# WRITTEN REQUEST
Which lines of the records below contain the word "street"? Show each of those lines in full.
━━ ENTRIES SUPPLIED
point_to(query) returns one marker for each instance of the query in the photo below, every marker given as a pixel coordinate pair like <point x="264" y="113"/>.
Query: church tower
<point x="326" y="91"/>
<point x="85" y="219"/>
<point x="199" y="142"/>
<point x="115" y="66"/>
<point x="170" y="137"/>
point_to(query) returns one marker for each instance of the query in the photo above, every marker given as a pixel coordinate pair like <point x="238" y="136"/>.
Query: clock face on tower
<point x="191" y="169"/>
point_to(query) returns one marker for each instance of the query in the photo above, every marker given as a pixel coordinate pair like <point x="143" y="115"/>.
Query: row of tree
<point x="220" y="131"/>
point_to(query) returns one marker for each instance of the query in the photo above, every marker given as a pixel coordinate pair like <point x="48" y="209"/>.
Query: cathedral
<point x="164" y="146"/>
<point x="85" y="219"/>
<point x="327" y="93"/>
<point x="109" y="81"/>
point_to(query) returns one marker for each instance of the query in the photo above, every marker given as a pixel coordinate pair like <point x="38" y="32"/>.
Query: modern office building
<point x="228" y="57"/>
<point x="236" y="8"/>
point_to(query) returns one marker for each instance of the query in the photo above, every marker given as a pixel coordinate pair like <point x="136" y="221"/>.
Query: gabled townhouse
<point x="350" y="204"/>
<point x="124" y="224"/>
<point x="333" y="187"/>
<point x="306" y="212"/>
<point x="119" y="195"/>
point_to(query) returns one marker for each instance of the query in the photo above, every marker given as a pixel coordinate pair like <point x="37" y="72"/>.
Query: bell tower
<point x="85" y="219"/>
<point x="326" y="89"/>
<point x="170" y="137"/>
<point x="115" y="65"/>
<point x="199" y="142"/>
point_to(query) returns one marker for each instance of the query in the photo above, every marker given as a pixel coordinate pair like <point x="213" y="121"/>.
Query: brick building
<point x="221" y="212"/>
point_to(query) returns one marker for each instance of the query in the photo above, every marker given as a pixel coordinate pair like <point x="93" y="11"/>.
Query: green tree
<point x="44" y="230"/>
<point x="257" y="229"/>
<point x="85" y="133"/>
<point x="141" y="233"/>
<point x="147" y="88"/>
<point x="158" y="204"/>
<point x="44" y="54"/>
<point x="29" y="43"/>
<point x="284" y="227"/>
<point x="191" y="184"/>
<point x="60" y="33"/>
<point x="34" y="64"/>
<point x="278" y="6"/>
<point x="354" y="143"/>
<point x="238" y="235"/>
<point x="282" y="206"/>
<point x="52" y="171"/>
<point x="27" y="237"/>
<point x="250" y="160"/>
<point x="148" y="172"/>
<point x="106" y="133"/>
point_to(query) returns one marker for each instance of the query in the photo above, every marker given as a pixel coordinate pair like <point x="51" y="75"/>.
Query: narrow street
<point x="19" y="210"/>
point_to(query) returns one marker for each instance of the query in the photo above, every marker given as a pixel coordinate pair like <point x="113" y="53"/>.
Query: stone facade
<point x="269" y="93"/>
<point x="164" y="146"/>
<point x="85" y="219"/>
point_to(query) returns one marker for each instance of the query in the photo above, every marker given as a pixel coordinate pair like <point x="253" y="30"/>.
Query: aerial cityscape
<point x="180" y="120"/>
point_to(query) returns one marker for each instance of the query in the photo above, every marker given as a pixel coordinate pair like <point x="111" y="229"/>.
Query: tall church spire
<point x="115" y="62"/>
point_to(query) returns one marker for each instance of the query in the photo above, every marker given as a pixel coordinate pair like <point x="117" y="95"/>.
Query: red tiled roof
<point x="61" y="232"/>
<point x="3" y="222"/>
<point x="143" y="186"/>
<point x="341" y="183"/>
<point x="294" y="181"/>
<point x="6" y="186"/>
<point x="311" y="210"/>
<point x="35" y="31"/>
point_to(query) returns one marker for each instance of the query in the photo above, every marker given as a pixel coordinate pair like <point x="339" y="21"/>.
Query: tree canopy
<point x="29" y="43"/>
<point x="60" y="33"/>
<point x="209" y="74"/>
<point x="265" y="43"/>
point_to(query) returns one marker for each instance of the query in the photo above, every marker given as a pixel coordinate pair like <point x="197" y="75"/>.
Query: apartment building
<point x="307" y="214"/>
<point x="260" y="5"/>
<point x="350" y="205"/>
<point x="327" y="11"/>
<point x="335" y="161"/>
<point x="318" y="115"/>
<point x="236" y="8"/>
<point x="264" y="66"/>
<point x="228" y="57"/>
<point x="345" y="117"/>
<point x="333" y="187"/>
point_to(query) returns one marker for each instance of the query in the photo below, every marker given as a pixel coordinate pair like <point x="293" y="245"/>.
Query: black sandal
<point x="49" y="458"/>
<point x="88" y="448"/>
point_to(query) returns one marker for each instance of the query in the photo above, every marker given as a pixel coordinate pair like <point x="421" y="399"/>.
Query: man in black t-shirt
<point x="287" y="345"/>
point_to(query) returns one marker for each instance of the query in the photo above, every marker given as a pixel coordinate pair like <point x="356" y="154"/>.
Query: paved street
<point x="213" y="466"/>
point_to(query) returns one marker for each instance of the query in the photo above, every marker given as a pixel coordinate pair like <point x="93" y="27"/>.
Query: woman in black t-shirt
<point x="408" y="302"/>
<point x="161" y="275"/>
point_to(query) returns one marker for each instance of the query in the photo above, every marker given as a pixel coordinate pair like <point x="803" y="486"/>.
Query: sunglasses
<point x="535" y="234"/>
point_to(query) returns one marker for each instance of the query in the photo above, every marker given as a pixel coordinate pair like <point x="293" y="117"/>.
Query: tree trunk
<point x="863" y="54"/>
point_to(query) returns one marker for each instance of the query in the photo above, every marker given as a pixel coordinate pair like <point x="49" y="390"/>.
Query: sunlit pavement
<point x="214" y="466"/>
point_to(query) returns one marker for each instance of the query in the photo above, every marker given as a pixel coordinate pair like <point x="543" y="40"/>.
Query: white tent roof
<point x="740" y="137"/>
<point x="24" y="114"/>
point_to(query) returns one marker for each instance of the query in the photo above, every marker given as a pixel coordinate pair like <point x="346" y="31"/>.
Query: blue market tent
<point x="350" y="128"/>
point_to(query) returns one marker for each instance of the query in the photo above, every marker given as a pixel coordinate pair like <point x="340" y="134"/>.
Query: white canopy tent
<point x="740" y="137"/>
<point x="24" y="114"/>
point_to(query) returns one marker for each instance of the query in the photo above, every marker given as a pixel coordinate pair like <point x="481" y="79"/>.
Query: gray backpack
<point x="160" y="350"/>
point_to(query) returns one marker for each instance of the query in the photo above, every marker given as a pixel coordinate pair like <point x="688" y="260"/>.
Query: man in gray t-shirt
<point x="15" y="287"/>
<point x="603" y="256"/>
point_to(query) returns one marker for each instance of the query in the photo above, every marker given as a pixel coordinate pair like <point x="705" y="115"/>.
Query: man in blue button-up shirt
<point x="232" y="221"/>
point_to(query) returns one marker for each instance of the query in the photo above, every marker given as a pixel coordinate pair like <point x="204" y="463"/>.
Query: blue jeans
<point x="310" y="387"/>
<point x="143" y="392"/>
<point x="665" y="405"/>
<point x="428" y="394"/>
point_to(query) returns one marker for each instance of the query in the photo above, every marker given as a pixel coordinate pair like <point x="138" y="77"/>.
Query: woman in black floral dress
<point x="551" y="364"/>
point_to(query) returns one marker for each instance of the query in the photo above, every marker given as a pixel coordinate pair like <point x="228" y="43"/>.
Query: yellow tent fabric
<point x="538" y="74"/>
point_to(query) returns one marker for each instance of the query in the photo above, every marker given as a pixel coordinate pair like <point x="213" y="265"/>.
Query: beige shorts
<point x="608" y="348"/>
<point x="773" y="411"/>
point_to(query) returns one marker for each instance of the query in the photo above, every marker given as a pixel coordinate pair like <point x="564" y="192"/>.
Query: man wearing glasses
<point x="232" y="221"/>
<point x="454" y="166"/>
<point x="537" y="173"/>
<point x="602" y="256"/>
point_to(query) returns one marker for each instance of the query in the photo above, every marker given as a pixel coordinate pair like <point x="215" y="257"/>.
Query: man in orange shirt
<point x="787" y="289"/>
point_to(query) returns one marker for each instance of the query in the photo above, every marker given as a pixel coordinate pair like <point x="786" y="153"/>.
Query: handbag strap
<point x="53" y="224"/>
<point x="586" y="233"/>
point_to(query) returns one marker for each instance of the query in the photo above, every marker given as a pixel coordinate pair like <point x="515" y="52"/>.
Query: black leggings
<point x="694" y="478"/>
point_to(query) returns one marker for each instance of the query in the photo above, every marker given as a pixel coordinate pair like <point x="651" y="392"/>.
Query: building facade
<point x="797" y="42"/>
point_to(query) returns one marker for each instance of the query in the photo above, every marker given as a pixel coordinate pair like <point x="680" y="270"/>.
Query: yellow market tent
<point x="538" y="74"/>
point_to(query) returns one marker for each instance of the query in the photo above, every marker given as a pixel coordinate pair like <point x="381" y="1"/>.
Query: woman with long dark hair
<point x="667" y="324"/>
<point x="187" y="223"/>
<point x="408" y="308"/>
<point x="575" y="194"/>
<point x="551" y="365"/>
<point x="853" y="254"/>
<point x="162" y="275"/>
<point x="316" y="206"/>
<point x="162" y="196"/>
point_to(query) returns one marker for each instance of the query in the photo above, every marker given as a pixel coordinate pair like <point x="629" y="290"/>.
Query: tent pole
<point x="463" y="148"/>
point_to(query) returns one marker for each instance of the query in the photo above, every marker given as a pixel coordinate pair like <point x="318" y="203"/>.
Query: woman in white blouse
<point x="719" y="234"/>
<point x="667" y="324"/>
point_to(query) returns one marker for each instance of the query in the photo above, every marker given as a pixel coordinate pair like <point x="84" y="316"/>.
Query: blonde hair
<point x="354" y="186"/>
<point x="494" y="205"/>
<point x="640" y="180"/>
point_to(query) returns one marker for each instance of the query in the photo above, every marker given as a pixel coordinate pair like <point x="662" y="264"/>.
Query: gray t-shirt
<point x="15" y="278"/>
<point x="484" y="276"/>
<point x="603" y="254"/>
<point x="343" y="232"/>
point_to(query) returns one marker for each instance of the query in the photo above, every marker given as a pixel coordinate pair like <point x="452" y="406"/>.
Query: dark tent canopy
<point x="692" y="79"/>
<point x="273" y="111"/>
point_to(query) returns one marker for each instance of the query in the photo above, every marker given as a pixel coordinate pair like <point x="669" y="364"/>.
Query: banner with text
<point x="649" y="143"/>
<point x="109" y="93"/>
━━━━
# THE SOLUTION
Query: narrow street
Query: paved street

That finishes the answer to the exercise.